WORKING DATA |
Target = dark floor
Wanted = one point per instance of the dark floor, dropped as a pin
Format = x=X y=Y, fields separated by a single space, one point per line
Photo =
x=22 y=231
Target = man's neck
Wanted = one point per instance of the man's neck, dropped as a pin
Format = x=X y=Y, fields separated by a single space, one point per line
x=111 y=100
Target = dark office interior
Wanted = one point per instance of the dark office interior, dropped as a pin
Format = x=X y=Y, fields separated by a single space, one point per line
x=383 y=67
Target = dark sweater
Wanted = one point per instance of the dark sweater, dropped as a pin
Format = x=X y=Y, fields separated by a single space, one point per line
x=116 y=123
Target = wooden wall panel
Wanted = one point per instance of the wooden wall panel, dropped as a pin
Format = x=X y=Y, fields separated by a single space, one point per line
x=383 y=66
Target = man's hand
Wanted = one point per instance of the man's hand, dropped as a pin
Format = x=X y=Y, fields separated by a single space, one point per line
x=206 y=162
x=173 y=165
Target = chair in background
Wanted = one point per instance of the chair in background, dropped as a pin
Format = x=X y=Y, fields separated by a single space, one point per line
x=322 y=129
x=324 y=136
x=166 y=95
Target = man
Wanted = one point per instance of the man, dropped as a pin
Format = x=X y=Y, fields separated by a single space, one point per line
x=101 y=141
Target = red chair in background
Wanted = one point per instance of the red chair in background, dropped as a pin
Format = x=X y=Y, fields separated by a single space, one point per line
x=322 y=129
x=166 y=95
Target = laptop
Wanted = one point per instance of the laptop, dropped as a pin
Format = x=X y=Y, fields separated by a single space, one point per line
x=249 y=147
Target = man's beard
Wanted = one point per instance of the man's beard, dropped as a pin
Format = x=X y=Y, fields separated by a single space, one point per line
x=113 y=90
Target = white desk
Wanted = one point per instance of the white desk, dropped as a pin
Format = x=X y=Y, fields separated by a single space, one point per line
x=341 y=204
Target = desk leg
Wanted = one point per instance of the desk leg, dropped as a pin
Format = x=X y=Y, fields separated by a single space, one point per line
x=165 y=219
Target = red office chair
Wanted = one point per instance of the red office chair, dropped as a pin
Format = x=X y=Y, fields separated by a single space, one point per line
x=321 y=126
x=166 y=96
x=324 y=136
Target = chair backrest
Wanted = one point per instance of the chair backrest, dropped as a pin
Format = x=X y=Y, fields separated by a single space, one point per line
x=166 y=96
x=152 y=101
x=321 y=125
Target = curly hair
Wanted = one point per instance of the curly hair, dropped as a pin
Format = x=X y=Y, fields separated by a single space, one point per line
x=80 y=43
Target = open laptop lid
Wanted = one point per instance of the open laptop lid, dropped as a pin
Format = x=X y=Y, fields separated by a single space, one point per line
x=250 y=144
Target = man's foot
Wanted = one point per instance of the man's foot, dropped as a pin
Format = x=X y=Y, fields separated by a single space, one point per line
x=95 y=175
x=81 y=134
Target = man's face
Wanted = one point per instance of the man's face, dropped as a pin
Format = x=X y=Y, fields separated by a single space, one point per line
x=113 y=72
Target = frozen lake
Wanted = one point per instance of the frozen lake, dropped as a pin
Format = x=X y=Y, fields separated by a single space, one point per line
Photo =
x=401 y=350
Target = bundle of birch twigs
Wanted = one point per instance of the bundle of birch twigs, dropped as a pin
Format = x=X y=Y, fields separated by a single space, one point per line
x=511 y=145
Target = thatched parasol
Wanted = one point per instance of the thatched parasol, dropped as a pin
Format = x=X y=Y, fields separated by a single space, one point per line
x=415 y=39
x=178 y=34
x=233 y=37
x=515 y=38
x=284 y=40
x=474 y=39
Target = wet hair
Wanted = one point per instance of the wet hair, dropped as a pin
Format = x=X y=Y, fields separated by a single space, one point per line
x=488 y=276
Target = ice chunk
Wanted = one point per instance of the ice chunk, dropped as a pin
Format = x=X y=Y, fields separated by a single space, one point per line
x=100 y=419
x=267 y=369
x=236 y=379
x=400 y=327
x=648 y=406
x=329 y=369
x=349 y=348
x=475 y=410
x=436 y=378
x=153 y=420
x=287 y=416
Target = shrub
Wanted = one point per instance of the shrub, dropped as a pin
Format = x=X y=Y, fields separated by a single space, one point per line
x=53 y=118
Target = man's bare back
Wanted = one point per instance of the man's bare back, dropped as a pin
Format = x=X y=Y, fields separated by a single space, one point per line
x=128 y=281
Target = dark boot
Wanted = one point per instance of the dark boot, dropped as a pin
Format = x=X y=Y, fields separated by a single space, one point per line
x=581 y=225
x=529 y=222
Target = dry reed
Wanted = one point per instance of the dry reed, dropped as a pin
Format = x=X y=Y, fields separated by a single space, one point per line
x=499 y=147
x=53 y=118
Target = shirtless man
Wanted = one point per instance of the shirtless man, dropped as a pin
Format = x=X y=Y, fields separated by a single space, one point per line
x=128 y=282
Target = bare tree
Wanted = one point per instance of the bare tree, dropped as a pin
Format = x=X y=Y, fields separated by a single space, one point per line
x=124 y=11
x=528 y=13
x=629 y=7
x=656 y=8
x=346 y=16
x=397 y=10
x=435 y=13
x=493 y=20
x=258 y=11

TASK TO COMPLETE | The lines above that include "twigs" should each be listed.

RESULT FOR THIS EXERCISE |
Target = bundle of birch twigs
Wanted = one point per instance of the bundle of birch twigs, dropped as a pin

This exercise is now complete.